### TEXT TO READ:
So, what are the important considerations for dumping Eclipse in favor of IntelliJ? Here are mine:

  1. Are IntelliJ Java projects faster especially when scaling up to large ones? A persistant complaint about Eclipse is that it seems to really bog down and/or crash with very big projects (and lots of plug-in installed). This is a difficult and time-consuming thing to prove scientifically and concretely, so my intuition will mostly come into play here.
  2. How do the two compare handling Ruby and Ruby on Rails? (IntelliJ has recently advertised itself as a good Rails IDE). I will tackle this evaluation in a separate, future, article.
  3. My favorite Eclipse plug-ins ... is there any functionality not covered by IntelliJ functionality and plug-ins? For instance, I've gotten very used to the rich functionality of the Oxygen XML plug-in and have come to dislike Eclipse's built-in XML editor. And, as you'd expect, the Oxygen people don't have both an Eclipse and an IntelliJ plug-in to offer (who would bother?).

### WORK INSTRUCTIONS:
In the text on switching from Eclipse to IntelliJ, why will the author rely mostly on intuition when judging whether IntelliJ handles large Java projects faster? Answer in one to three sentences. The items that come after the text on switching from Eclipse to IntelliJ have no connection to it.

### DATA LINES:
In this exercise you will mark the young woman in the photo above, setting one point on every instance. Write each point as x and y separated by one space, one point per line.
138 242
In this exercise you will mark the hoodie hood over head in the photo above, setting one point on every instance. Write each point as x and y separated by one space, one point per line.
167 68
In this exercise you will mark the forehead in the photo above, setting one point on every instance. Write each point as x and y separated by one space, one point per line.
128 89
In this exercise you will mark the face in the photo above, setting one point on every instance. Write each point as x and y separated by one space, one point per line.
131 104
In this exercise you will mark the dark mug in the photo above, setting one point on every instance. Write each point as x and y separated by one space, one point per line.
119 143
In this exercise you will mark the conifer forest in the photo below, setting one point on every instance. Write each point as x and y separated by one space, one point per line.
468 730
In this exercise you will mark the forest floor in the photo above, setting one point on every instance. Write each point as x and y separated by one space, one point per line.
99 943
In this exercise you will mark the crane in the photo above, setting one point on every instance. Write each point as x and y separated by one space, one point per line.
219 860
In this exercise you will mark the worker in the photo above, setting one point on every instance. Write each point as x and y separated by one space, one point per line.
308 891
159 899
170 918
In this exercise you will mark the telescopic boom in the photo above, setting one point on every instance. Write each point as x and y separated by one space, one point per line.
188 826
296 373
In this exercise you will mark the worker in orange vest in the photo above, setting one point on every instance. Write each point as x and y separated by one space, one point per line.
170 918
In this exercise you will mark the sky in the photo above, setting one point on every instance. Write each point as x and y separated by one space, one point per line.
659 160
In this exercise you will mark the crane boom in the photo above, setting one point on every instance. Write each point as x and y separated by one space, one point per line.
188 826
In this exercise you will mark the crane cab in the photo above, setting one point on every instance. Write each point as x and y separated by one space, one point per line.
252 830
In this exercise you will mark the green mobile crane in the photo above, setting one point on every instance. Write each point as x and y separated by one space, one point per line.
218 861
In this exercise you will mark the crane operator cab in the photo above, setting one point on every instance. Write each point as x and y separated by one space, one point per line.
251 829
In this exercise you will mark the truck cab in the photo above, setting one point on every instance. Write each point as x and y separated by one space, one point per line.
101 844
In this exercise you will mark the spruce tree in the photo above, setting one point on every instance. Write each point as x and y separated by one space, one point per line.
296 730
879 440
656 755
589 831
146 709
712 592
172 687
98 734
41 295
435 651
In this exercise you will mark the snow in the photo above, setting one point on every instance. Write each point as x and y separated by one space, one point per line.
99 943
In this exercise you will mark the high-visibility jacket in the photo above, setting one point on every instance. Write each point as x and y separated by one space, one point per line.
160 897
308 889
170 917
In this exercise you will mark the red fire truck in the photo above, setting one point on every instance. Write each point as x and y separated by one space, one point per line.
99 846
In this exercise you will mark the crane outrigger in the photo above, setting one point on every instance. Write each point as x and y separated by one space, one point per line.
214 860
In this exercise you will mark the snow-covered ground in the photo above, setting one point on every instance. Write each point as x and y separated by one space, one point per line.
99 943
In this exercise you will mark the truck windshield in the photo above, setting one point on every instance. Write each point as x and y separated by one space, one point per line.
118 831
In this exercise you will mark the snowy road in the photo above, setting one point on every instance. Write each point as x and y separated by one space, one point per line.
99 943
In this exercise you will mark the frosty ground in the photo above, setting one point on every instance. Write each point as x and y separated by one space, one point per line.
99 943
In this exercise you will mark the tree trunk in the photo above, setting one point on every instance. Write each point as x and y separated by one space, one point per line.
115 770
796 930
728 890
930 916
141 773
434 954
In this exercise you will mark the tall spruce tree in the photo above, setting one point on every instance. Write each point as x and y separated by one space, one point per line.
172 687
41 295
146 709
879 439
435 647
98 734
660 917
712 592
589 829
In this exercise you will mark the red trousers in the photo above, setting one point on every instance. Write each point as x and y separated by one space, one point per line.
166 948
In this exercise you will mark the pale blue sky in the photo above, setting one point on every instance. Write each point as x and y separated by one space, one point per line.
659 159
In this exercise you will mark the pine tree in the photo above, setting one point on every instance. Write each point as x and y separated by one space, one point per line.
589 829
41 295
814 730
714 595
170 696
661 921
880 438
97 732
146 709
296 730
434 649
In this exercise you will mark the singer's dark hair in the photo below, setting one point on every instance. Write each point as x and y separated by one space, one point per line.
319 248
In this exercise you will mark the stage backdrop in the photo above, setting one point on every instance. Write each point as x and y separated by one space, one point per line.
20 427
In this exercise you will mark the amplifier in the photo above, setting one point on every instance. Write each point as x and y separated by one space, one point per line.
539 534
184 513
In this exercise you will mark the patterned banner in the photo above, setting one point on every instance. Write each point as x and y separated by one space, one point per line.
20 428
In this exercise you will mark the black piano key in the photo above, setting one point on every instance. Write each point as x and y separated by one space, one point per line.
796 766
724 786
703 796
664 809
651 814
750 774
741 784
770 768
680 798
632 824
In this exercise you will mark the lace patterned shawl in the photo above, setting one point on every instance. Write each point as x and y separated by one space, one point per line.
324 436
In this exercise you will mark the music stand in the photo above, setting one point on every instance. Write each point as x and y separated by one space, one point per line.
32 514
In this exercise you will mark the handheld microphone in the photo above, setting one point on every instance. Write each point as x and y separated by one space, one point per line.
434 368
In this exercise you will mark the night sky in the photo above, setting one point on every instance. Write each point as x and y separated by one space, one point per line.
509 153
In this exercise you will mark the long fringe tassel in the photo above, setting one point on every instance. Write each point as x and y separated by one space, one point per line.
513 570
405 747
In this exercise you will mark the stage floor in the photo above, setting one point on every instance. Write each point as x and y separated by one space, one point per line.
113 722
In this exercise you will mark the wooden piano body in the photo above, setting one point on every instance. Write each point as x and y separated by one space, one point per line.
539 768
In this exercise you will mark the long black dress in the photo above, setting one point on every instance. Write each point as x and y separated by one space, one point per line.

### SOLUTION TO THIS EXERCISE:
The author says that proving speed on large projects scientifically and concretely is difficult and time-consuming. For that reason, intuition will mostly decide this point.